» What you have to do: Show each line in the entries below that has the word "blue" in it.

» Available records:
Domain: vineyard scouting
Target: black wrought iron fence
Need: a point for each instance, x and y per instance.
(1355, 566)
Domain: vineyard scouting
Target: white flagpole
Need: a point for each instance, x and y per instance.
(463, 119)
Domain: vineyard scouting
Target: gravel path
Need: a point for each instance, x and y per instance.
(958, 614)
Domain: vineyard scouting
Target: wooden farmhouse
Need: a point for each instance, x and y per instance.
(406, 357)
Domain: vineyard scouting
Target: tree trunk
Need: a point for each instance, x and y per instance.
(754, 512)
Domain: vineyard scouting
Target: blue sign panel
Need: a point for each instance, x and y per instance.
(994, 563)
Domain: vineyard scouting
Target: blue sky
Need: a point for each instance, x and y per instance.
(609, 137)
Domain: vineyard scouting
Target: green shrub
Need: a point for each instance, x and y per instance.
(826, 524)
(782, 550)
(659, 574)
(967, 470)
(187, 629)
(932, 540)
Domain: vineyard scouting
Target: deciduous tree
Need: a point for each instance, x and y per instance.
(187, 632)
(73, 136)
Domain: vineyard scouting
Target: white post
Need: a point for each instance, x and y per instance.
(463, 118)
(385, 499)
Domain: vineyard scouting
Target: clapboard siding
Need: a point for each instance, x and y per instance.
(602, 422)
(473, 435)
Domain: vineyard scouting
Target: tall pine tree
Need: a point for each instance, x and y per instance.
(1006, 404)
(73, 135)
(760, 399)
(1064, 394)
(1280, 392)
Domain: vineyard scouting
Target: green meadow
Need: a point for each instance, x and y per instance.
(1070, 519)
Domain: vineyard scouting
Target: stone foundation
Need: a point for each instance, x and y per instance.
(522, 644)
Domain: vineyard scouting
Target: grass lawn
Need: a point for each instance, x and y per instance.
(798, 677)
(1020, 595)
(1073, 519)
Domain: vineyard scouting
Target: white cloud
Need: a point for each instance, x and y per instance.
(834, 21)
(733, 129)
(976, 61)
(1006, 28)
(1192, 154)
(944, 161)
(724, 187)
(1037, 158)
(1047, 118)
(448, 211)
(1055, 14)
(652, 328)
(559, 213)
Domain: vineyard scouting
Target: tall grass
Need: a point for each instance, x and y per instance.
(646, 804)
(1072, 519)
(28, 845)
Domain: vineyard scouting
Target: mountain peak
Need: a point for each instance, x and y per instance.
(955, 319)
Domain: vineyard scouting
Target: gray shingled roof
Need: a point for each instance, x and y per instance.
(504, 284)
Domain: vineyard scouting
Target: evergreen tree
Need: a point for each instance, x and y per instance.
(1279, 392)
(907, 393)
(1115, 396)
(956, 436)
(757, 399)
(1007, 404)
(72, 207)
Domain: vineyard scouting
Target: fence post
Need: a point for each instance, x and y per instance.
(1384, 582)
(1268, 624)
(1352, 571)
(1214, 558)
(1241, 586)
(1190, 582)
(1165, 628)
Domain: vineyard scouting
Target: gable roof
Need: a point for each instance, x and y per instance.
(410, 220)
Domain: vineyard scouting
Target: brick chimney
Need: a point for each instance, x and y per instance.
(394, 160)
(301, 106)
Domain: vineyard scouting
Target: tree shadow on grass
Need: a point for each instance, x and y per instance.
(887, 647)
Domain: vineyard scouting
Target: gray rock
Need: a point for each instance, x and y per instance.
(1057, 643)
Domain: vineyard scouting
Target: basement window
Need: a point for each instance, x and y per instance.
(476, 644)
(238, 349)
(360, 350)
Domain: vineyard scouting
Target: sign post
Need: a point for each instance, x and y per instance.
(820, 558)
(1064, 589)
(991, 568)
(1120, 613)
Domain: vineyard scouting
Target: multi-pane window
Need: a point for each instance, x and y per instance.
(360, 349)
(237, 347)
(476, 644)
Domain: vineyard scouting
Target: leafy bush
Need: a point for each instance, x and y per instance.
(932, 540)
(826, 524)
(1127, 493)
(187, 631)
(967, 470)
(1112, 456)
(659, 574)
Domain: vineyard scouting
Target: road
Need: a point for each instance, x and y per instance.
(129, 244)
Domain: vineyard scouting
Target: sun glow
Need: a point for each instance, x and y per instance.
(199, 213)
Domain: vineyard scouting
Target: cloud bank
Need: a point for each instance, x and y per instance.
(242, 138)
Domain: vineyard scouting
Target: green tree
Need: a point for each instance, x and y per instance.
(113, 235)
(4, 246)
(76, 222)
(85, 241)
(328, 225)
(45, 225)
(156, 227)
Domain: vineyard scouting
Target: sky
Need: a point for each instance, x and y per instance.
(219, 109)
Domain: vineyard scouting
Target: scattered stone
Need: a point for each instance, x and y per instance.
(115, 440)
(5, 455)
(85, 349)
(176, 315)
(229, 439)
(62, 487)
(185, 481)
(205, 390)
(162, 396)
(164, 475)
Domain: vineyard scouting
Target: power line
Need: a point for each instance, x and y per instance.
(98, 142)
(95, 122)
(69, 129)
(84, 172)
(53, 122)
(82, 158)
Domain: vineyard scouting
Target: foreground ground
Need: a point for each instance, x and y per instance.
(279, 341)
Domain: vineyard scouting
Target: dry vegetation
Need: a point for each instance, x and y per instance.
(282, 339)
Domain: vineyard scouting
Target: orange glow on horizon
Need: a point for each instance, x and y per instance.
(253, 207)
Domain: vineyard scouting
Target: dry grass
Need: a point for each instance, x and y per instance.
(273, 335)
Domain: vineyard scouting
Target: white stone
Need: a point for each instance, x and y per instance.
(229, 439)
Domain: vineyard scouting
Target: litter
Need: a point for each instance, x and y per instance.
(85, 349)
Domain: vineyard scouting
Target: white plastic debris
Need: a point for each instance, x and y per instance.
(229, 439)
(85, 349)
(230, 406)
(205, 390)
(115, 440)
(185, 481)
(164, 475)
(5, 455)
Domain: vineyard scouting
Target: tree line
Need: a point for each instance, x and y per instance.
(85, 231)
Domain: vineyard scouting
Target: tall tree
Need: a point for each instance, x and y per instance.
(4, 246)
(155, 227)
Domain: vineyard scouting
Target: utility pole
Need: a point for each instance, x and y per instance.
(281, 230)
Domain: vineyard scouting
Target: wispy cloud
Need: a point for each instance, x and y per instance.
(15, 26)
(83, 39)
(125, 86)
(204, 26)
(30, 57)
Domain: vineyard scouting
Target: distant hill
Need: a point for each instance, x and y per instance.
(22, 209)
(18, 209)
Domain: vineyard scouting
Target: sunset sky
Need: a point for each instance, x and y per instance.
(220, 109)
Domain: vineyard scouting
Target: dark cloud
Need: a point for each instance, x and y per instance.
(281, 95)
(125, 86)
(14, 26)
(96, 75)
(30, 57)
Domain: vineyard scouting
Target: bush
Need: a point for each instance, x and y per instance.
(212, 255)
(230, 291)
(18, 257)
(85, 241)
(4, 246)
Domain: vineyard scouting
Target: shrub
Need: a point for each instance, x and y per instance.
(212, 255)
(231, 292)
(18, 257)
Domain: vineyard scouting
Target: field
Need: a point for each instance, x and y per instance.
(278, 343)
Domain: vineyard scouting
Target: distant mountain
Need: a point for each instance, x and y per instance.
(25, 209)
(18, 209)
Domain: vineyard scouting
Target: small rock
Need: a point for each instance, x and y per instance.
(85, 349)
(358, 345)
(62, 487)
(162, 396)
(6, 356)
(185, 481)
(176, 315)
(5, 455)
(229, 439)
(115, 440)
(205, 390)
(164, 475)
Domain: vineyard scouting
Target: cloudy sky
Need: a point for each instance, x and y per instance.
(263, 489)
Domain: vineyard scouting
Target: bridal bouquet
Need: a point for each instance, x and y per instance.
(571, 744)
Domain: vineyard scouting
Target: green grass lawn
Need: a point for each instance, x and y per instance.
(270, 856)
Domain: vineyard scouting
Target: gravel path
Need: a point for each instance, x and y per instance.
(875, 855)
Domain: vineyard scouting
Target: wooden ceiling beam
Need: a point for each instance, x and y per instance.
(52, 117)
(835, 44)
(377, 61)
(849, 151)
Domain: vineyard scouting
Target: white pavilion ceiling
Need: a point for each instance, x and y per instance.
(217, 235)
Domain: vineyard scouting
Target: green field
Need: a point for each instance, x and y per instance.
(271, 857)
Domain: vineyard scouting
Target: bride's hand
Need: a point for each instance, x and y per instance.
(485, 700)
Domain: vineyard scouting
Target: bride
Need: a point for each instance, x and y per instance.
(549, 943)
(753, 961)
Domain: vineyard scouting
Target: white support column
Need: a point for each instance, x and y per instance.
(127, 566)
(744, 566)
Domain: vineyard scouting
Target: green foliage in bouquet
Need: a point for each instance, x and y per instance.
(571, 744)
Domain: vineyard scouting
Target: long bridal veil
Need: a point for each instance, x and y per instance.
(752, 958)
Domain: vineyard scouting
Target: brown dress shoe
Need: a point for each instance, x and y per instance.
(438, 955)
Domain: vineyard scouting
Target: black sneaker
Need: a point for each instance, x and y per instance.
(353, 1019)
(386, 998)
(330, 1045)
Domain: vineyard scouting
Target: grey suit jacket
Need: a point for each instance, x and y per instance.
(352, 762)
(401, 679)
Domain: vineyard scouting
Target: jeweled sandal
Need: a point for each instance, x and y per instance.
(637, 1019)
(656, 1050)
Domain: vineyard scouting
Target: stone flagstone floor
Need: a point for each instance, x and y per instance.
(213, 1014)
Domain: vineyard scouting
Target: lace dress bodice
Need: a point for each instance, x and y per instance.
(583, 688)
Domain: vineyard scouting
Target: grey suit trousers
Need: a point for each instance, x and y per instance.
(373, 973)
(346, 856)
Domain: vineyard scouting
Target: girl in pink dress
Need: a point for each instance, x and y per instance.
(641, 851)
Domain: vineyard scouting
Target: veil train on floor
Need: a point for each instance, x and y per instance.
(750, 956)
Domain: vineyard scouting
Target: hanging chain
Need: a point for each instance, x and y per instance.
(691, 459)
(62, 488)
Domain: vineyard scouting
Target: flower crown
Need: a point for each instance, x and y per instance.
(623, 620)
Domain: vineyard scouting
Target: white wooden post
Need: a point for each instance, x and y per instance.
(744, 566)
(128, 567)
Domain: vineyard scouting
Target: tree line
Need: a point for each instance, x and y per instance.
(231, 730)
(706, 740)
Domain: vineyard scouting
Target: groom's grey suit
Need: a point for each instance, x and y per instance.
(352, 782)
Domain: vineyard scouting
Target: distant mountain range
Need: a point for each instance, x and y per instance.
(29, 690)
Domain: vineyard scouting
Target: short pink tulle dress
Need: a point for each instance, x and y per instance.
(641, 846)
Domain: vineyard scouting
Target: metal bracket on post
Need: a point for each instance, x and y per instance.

» Expected answer:
Target: blue sign panel
Target: blue sky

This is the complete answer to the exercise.